Texto fuente.
Sobre los maestros
Este día 15 de mayo es el
Día del maestro en México. No suelo hablar nunca sobre los maestros
(profesores) que tuve durante mi insípida vida académica, porque nunca los
consideré como tales; es decir, como individuos preocupados por la enseñanza,
en este caso no únicamente la mía sino la de los demás compañeros.
En mi vida como estudiante
no tuve un sólo maestro (puedo ser injusto con esta afirmación, acaso un par de
ellos se han quedado en mi memoria) que siquiera me presionara de tal manera
que yo tuviera un poco de interés en lo que estaban hablando o tratando de
transmitir.
Gravité muchos años por la
cuadratura de las “enseñanzas” de muchos de ellos, y realmente nunca me ocupé
por ser un buen estudiante. En parte porque no sabía hacia a dónde ir, y para
qué, y otra, porque nadie me supo decir para qué servía (yo). No le encontraba
ningún sentido a la vida. Y tampoco nadie me abrió una ventana desde la cual
asomarme y ver más allá de mi realidad de adolescente —mis padres se quedaron
en la superficie, en esas malditas frases de estudiar para “ser alguien en la
vida” para “vivir bien” y “tener dinero”, ideas estúpidas que se siguen
repitiendo todavía.
Estudié con los Salesianos
ocho años, de ellos aprendí algunas oraciones, a comer hostias, a orar con las
manos levantadas al cielo, ah sí, y a ver a la mujer como alguien inferior,
porque claro, el turno matutino era solamente para niños, las niñas podían ir
por la tarde junto a los demás niños que pagaban una menor colegiatura. Por
fortuna, no se me pegó la misoginia de tal doctrina. Eso sí, con ellos entendí
el concepto de disciplina.

Datos registrados.
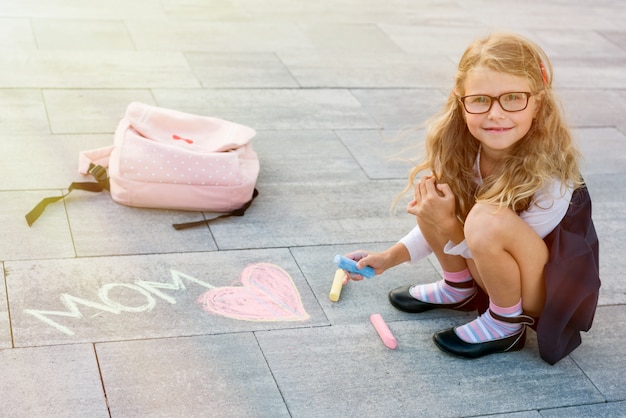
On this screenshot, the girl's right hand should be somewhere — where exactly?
[344,250,386,283]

Por hacer.
- 1) Según el texto sobre los maestros, ¿qué día es el Día del maestro en México?
- 2) Enumera las frases entre comillas que, según el texto sobre los maestros, decían los padres sobre para qué estudiar.

Respuestas en orden.
- 1) El 15 de mayo.

- 2)
- "ser alguien en la vida"
- "vivir bien"
- "tener dinero"